• _Given problem A_:
Answer these from the Text:
(i) On which pages of which book did Milton Friedman describe the problem?
(ii) Where was the Statistical Research Group located?
(iii) What value is assigned to A on a round when its performance is superior to that of B?
• _Given problem B_: Translate this sentence from the Text into Spanish: "The Navy asks the statistician how to conduct the test and how to analyze the results."

── Text

On pages 137-139 of his 1998 book Two Lucky People with Rose Friedman [FF98], Milton Friedman described a problem presented to him and Allen Wallis during World War II, when they worked at the US Government’s Statistical Research Group at Columbia University

Let’s listen to Milton Friedman tell us what happened

In order to understand the story, it is necessary to have an idea of a simple statistical problem, and of the standard procedure for dealing with it. The actual problem out of which sequential analysis grew will serve. The Navy has two alternative designs (say A and B) for a projectile. It wants to determine which is superior. To do so it undertakes a series of paired firings. On each round it assigns the value 1 or 0 to A accordingly as its performance is superior or inferio to that of B and conversely 0 or 1 to B. The Navy asks the statistician how to conduct the test and how to analyze the results.

────
── Extracted information

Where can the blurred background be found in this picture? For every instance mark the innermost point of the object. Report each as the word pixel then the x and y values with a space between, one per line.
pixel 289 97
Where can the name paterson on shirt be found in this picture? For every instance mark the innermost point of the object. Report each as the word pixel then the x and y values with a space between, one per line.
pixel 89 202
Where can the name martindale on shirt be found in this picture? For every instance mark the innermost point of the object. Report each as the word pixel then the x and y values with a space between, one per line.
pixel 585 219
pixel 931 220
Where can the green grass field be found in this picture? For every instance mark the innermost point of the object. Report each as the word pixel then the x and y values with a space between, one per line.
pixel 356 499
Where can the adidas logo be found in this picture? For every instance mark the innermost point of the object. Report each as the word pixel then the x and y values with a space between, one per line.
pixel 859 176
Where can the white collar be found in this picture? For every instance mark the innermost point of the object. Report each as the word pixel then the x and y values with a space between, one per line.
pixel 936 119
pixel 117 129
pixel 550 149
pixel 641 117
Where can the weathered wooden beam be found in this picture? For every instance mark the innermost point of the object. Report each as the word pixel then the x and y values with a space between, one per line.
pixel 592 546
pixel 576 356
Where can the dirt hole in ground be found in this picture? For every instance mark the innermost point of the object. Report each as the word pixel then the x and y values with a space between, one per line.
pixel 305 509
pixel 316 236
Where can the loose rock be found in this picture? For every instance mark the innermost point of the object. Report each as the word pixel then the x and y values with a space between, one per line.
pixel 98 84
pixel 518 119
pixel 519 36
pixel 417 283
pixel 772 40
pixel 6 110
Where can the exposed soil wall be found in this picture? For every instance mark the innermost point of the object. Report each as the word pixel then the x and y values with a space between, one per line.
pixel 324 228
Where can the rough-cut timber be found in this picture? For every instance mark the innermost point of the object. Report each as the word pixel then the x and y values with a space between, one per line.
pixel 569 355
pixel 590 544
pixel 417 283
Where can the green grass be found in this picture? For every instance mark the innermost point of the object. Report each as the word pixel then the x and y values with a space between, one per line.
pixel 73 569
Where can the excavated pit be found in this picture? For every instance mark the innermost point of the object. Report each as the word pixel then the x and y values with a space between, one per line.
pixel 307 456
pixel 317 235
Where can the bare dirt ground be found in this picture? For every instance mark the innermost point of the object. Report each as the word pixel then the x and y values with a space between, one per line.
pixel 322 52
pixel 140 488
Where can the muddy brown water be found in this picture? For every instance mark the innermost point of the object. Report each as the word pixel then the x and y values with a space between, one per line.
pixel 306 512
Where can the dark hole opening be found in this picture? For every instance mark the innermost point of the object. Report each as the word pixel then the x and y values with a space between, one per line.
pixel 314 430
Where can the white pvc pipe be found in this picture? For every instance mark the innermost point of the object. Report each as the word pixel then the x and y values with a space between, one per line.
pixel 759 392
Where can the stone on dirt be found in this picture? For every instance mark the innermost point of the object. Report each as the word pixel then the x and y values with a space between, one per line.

────

• _Problem solution A_:
(i) Pages 137-139 of Two Lucky People (1998)
(ii) At Columbia University
(iii) 1

• _Problem solution B_: La Marina le pregunta al estadístico cómo realizar la prueba y cómo analizar los resultados.